▶ _TASKS TO PERFORM_:
• 1. In the forum thread welcoming a new smoker owner, retype the passage between "Posting to say" and "folks _are the best_!", inclusive.
• 2. Write what comes next in the forum thread welcoming a new smoker owner, picking up from its final line.

▶ _PROVIDED TEXT_:
# 'Nother newbie



## dow (Jun 21, 2021)

Posting to say hello and to thank the forum in advance for all of the help that I'm sure I'll need.  I just got a MB 1050 as an early Father's Day gift (one week early), and have been having a ball with it.  So far, I've cooked a pork roast a la Tom Horeseman's video (thanks for the inspiration, Tom!): 


, frozen pizza, and two boston butts for pulled pork.  What a great smoker, err... grill, err... smoker/grill. :)


----------



## Wurstmeister (Jun 21, 2021)

dow - Welcome to the Forum  From South Carolina's Thoroughbred Country.  Sounds like you are having a blast and good success with the new unit.  Keep reading the threads here and you will *NEVER *run out of ideas and inspiration.  If you can, next time you post add some photos and dialogue, recipes,  on the good, not so good, and the huh?!  These folks _are the best_! 
John


----------



## dow (Jun 21, 2021)

Thanks for the welcome John!


----------



## 912smoker (Jun 21, 2021)

Welcome to SMF from SE GA! And welcome to the MBGF club ! Love my 1050


----------



## MadMax281 (Jun 21, 2021)

Welcome to SMF from Houston.


----------



## SmokinAl (Jun 21, 2021)

Welcome to SMF!
Glad to have you join us!
Al


----------



## dow (Jun 21, 2021)

Thanks for all the kind words.  It's great to be here.


----------



## Bearcarver (Jun 21, 2021)

Looks & Sounds Great, Dow!!
And Welcome to SMF !!

Bear


----------



## mcokevin (Jun 21, 2021)

Welcome! Nice to have another to join the 1050 club!


----------



## JLeonard (Jun 21, 2021)

Excerpts of location labeling data:

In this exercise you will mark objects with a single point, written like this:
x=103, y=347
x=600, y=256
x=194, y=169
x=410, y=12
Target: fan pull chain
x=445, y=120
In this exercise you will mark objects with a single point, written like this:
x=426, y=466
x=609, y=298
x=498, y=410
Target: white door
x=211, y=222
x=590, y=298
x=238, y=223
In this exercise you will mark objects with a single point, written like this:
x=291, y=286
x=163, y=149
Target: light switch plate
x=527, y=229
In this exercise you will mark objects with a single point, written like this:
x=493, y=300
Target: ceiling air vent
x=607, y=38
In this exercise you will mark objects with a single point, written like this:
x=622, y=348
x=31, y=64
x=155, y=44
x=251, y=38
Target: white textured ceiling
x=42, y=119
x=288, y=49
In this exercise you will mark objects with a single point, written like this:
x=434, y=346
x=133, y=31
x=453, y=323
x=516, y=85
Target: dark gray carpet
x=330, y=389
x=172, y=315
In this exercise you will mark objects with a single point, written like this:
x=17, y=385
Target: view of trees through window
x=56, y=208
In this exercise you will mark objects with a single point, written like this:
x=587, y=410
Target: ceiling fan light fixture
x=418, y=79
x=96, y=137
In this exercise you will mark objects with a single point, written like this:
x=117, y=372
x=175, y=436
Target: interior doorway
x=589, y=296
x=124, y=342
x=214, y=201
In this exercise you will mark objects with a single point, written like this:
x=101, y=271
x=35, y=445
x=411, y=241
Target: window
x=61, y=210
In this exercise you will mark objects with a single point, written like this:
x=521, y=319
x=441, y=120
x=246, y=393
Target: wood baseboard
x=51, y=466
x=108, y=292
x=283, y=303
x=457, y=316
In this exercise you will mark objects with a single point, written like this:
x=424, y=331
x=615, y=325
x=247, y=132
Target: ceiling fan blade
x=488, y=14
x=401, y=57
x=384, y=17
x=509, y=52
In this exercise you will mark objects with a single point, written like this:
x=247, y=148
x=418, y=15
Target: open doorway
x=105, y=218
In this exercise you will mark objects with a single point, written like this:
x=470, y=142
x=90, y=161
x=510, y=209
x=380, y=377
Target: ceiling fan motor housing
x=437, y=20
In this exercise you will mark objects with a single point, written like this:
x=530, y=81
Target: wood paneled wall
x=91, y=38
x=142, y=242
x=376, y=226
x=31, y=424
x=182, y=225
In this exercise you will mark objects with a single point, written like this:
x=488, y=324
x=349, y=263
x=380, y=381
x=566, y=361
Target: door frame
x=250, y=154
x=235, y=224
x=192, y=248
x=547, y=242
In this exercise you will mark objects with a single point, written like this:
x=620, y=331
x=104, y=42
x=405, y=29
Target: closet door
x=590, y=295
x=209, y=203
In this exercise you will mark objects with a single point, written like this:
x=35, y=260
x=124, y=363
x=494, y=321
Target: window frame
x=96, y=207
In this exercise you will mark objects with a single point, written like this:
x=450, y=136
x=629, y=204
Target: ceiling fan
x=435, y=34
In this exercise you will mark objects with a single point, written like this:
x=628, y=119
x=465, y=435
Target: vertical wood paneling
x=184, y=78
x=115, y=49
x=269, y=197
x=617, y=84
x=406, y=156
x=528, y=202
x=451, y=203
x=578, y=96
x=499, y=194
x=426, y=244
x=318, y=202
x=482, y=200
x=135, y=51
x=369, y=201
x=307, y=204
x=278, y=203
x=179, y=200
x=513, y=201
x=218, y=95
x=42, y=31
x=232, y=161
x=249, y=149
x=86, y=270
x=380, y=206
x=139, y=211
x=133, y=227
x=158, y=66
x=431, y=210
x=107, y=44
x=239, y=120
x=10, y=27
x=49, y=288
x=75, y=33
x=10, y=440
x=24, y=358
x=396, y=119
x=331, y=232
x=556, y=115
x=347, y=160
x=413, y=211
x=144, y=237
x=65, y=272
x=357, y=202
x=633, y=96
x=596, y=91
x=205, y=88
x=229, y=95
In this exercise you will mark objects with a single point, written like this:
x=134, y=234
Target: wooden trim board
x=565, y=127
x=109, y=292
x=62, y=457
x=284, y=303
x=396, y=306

▶ _TASK-BY-TASK OUTPUTS_:
• 1.
Posting to say hello and to thank the forum in advance for all of the help that I'm sure I'll need.  I just got a MB 1050 as an early Father's Day gift (one week early), and have been having a ball with it.  So far, I've cooked a pork roast a la Tom Horeseman's video (thanks for the inspiration, Tom!): 


, frozen pizza, and two boston butts for pulled pork.  What a great smoker, err... grill, err... smoker/grill. :)


----------



## Wurstmeister (Jun 21, 2021)

dow - Welcome to the Forum  From South Carolina's Thoroughbred Country.  Sounds like you are having a blast and good success with the new unit.  Keep reading the threads here and you will *NEVER *run out of ideas and inspiration.  If you can, next time you post add some photos and dialogue, recipes,  on the good, not so good, and the huh?!  These folks _are the best_!

• 2.
Welcome from Mississippi! Glad you joined us.
Jim


----------



## dow (Jun 21, 2021)

Glad to be here!


----------



## smokeymose (Jun 21, 2021)

Welcome from Indiana! Good to have you with us!
I've learned a LOT here and am still learning....


----------



## uncle eddie (Jun 21, 2021)

Welcome to SMF from central Missouri!


----------



## kruizer (Jun 21, 2021)

Welcome to SMF from Minnesota.


----------



## gmc2003 (Jun 21, 2021)

Well you got me beat already. I've never done a frozen pizza on my smokers. Welcome aboard.

Chris


----------



## dow (Jun 21, 2021)

gmc2003 said:


> Well you got me beat already. I've never done a frozen pizza on my smokers. Welcome aboard.
> 
> Chris


The best part about the frozen pizzas was that we didn't heat up the kitchen to cook 'em.


----------



## Brokenhandle (Jun 21, 2021)

Welcome from Iowa! One other thing to get is a thick notebook! You'll need it for the always growing " need to make that list" ! But it's a great problem to have!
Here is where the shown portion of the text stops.